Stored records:
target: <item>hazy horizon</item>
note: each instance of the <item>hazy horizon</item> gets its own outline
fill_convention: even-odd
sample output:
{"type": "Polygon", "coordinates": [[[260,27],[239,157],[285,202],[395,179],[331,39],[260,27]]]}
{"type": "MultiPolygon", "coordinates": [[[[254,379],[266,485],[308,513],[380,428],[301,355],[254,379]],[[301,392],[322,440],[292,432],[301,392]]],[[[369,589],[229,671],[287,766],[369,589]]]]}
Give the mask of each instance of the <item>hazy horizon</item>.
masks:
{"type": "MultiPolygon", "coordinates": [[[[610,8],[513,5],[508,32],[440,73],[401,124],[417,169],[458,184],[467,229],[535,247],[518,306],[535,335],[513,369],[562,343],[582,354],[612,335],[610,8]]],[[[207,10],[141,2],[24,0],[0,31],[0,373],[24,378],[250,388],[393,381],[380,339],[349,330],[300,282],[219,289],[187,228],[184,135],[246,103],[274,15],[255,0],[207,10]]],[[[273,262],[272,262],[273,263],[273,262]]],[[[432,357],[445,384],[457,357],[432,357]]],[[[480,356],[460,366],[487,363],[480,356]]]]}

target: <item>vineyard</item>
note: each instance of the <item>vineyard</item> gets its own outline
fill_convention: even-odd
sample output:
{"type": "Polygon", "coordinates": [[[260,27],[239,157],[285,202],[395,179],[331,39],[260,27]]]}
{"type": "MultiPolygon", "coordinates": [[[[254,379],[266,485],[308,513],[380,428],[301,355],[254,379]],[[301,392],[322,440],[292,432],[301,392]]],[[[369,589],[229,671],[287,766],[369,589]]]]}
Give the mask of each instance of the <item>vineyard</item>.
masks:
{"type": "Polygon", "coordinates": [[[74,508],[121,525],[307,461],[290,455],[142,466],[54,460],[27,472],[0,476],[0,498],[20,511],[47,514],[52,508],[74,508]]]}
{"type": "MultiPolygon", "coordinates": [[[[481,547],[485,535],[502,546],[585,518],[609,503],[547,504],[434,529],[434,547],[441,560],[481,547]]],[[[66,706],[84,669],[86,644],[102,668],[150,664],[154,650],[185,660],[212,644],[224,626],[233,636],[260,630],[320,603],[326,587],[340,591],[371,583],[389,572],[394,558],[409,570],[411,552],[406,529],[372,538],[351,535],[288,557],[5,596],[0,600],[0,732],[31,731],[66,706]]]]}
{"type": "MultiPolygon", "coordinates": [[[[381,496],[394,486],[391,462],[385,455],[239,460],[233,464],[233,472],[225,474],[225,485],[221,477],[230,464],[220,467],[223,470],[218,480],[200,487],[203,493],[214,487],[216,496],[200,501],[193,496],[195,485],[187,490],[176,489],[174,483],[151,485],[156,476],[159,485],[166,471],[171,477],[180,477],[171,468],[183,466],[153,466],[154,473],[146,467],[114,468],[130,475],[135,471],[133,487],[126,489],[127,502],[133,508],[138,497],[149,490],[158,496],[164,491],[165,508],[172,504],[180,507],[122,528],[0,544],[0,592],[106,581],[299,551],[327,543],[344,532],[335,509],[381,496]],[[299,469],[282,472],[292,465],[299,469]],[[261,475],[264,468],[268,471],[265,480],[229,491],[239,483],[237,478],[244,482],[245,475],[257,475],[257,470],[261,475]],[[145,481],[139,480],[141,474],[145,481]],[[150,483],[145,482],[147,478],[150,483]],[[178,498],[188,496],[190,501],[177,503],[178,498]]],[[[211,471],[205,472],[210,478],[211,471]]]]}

● **YOUR TASK**:
Update the records from the line containing "target: <item>vineyard</item>" through the end of the records, both ends included, by replacing "even-odd" with "nonzero" and leaving everything else unchanged.

● **ANSWER FOR THIS EXERCISE**:
target: <item>vineyard</item>
note: each instance of the <item>vineyard</item> gets its own outline
fill_convention: nonzero
sample output:
{"type": "Polygon", "coordinates": [[[260,27],[239,157],[285,202],[395,179],[331,39],[260,27]]]}
{"type": "MultiPolygon", "coordinates": [[[[254,379],[266,485],[308,513],[380,428],[301,355],[254,379]],[[301,392],[322,440],[292,432],[301,392]]],[[[369,589],[229,671],[287,766],[369,589]]]]}
Give the mask of each instance of the <item>vineyard</item>.
masks:
{"type": "Polygon", "coordinates": [[[74,508],[121,525],[307,461],[290,455],[142,466],[54,460],[27,472],[0,476],[0,498],[20,511],[47,514],[52,508],[74,508]]]}
{"type": "MultiPolygon", "coordinates": [[[[481,547],[485,535],[502,546],[585,518],[609,503],[547,504],[434,529],[434,547],[441,560],[481,547]]],[[[66,706],[84,669],[86,644],[102,668],[150,664],[154,650],[185,660],[212,644],[224,626],[233,636],[260,630],[320,603],[326,587],[340,591],[371,583],[389,572],[394,558],[409,570],[411,552],[406,529],[372,538],[351,535],[288,557],[5,596],[0,600],[0,732],[31,731],[66,706]]]]}
{"type": "MultiPolygon", "coordinates": [[[[381,496],[394,486],[391,462],[385,455],[239,460],[233,464],[233,472],[225,474],[225,485],[221,477],[230,464],[220,467],[223,470],[218,480],[200,487],[203,493],[214,487],[216,496],[200,501],[193,496],[195,485],[187,490],[176,489],[174,483],[151,485],[156,476],[159,485],[166,471],[171,477],[180,477],[171,468],[183,466],[153,466],[154,473],[146,467],[114,468],[130,475],[135,471],[133,487],[126,489],[127,502],[133,508],[138,497],[149,490],[158,496],[164,491],[165,508],[172,504],[180,507],[122,528],[0,544],[0,592],[106,581],[299,551],[327,543],[344,532],[335,509],[381,496]],[[299,469],[282,472],[292,465],[299,469]],[[261,475],[264,468],[268,471],[265,480],[229,491],[239,483],[237,478],[244,482],[245,475],[257,475],[257,470],[261,475]],[[145,481],[139,480],[141,474],[145,481]],[[150,483],[145,482],[147,478],[150,483]],[[178,498],[188,496],[190,501],[177,503],[178,498]]],[[[211,471],[205,472],[210,478],[211,471]]]]}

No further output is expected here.